## BRIEF
Where a line of the material contains the string "fence", copy that line.

# # # # # # #

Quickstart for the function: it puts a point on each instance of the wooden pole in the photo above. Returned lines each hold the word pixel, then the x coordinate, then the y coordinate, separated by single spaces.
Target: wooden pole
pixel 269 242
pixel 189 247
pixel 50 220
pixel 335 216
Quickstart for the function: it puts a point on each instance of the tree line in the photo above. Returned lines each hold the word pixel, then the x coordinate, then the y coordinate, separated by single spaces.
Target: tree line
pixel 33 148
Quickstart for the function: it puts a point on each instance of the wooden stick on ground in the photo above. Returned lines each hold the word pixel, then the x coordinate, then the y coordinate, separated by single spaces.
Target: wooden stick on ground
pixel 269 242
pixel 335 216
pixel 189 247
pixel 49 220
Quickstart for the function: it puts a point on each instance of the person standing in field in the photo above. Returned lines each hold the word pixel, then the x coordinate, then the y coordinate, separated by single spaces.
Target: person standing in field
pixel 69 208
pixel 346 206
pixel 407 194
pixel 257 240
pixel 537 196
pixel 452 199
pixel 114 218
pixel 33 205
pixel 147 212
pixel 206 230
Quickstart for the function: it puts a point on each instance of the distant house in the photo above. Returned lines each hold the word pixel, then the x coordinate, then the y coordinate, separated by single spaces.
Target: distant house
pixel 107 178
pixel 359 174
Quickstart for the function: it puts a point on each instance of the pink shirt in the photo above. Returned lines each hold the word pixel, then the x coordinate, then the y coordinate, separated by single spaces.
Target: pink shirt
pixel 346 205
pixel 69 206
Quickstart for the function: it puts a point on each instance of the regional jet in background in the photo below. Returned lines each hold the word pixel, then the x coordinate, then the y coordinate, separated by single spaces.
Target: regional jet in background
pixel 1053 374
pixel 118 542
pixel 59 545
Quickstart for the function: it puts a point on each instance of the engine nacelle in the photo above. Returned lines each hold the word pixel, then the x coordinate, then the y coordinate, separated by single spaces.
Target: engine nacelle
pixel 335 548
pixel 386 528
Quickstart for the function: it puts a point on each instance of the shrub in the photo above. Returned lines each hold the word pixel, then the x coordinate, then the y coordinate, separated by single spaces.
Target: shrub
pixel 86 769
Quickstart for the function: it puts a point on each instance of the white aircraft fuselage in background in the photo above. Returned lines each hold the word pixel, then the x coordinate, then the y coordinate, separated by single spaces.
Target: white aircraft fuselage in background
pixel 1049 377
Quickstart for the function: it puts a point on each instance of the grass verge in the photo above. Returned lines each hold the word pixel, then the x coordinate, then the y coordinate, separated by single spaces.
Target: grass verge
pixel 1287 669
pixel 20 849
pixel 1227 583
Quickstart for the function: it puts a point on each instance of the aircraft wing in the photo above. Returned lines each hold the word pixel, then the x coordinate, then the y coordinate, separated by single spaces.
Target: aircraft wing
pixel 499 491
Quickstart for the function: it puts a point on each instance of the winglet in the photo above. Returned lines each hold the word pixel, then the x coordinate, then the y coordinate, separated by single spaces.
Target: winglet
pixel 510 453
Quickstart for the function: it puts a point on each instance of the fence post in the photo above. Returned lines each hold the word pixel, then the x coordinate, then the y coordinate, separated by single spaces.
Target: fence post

# # # # # # #

## EXERCISE RESPONSE
Quickstart for the function: it puts a point on each instance of the fence post in the photo above. Returned lines each hold the word pixel, then the x coordinate, then the y coordinate, separated by single spaces.
Target: fence post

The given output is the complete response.